Requirement =
Write out only the opening lines of the entries, through the line with "the yellow butter".
BEGIN
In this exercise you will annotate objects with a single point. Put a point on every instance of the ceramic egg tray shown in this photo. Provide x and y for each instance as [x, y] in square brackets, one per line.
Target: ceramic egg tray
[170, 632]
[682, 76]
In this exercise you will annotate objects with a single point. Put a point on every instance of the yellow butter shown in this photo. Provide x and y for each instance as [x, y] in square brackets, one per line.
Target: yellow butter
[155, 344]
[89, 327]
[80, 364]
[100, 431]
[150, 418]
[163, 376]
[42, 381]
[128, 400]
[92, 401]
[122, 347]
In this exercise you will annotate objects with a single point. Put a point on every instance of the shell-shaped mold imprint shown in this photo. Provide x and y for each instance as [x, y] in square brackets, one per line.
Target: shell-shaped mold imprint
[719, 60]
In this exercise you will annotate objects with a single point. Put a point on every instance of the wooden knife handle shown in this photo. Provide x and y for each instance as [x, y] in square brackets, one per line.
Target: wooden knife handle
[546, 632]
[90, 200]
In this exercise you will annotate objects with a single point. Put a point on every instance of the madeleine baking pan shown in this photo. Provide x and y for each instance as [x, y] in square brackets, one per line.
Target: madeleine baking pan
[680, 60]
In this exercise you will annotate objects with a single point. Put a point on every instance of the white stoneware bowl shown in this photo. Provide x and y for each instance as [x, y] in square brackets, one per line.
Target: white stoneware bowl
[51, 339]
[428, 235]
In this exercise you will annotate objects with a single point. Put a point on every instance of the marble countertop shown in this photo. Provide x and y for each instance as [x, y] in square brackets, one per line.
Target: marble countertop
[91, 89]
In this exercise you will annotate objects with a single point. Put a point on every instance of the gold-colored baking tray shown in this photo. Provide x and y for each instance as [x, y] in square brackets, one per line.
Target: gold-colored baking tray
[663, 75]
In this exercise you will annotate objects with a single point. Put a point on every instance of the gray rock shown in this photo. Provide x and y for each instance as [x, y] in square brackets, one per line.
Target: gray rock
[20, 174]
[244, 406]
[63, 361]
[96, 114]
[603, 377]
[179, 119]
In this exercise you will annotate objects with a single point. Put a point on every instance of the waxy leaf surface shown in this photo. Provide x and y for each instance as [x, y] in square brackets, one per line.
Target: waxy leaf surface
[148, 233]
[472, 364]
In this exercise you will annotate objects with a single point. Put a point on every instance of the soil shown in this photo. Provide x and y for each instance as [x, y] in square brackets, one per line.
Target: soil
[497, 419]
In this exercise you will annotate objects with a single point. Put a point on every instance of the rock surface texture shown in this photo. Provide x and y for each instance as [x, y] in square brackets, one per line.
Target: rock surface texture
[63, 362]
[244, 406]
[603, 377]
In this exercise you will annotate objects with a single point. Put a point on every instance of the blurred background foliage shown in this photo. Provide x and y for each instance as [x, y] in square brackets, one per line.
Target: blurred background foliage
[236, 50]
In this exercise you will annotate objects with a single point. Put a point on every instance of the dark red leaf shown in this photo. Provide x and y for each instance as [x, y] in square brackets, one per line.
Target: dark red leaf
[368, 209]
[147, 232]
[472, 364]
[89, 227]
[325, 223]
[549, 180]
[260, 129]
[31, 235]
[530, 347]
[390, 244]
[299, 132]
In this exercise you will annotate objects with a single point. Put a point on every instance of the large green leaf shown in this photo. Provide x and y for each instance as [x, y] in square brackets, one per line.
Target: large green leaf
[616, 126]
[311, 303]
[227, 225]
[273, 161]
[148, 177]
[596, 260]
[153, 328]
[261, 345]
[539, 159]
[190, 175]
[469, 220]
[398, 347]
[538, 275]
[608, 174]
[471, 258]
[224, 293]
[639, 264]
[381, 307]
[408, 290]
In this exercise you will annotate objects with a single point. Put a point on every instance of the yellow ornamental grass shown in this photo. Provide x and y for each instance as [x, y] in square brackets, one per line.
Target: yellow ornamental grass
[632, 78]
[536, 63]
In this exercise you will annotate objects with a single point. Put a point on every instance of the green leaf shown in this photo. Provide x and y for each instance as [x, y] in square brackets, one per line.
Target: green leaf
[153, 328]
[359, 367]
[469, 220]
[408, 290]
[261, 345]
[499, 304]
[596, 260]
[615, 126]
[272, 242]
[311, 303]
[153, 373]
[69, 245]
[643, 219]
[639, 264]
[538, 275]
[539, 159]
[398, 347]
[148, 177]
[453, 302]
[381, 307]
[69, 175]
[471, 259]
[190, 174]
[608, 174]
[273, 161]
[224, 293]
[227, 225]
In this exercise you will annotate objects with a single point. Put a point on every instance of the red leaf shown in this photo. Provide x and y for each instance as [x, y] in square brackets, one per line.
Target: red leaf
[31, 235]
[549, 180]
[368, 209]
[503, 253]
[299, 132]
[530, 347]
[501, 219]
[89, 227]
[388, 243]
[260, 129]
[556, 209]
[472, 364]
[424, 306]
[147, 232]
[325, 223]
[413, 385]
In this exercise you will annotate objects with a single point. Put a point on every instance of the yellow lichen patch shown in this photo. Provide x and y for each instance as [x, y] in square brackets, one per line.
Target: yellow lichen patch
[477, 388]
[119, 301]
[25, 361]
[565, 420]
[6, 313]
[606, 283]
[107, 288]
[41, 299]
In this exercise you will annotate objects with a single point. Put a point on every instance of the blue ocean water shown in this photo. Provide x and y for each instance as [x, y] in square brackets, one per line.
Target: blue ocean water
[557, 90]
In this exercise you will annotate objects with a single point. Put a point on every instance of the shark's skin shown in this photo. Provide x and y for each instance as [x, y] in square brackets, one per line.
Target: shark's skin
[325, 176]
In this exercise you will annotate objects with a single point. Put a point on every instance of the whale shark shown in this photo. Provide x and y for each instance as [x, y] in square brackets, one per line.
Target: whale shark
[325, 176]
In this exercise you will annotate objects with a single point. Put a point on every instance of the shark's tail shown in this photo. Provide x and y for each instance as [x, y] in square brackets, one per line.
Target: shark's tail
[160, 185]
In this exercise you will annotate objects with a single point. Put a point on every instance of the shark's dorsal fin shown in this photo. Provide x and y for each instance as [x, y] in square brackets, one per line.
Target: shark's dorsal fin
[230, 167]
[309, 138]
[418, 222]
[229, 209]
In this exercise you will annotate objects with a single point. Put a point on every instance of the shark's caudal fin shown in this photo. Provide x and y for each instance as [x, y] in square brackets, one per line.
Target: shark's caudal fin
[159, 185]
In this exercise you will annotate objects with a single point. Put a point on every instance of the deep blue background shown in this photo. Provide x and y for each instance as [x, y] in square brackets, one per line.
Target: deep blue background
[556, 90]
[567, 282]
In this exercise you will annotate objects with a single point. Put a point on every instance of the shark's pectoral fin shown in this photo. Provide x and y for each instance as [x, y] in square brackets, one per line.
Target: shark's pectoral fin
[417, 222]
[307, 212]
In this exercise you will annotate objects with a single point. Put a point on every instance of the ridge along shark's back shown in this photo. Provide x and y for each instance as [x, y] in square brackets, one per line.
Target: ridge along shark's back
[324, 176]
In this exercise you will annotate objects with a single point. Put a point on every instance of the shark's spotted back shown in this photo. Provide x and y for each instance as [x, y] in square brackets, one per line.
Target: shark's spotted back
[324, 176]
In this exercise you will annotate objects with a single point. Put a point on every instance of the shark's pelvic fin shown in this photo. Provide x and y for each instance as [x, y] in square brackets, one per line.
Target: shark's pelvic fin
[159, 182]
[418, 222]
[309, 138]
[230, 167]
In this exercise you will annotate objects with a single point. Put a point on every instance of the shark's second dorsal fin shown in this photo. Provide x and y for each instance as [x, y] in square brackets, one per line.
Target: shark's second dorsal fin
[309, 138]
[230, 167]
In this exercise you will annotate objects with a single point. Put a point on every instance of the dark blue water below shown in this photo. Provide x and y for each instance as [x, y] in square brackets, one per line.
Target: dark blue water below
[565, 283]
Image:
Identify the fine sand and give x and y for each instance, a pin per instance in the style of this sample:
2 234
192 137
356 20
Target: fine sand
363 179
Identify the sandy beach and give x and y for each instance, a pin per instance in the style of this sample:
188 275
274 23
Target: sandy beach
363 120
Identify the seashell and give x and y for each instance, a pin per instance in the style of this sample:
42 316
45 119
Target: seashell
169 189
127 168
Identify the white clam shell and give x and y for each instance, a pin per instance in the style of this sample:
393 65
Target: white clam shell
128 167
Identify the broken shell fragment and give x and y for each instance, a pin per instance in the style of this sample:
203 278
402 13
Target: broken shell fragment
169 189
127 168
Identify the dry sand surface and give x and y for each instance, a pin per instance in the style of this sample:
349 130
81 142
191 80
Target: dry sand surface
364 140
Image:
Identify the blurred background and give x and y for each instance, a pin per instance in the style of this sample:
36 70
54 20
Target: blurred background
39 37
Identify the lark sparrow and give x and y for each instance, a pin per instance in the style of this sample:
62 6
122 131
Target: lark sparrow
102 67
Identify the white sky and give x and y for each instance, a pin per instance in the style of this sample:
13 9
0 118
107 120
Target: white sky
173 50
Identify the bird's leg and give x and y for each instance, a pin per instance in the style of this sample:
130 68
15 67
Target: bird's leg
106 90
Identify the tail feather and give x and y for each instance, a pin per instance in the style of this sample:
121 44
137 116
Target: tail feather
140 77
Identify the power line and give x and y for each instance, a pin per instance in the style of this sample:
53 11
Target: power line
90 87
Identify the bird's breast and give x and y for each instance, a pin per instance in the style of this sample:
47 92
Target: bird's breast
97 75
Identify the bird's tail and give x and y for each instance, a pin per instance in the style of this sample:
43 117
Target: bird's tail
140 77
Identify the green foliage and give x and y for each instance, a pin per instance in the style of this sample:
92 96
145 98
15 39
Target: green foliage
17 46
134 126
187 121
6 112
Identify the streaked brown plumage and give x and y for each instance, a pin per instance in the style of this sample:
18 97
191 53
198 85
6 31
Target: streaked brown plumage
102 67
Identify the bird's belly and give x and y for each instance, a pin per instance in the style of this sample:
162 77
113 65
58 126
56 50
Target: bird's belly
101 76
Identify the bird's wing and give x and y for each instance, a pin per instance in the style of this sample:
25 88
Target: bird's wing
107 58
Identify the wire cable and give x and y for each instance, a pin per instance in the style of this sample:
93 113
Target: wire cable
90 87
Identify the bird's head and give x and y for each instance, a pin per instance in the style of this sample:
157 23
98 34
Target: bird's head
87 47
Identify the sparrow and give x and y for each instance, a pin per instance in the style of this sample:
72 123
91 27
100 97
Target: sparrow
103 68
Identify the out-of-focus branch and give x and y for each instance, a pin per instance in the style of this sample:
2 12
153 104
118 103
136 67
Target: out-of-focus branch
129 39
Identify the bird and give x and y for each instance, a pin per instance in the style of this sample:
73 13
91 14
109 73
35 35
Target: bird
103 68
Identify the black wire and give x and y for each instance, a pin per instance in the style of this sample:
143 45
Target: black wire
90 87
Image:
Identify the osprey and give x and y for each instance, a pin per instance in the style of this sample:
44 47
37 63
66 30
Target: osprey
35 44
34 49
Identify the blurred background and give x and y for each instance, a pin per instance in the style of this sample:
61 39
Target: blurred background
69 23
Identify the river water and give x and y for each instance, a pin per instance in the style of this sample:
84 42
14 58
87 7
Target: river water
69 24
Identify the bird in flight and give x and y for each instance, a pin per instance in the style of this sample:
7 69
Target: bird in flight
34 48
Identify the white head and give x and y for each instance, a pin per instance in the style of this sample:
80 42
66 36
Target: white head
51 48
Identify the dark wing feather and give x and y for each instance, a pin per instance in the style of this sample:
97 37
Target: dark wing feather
END
Exercise solution =
In this exercise you will annotate objects with a single point. Put a point on every instance of the ceramic egg tray shown in this photo. Provide x and y for each instance as [x, y] in square brackets, one per line.
Target: ceramic egg tray
[170, 632]
[682, 76]
In this exercise you will annotate objects with a single point. Put a point on every instance of the yellow butter shown in this photo. Provide x and y for each instance as [x, y] in square brackets, one per line.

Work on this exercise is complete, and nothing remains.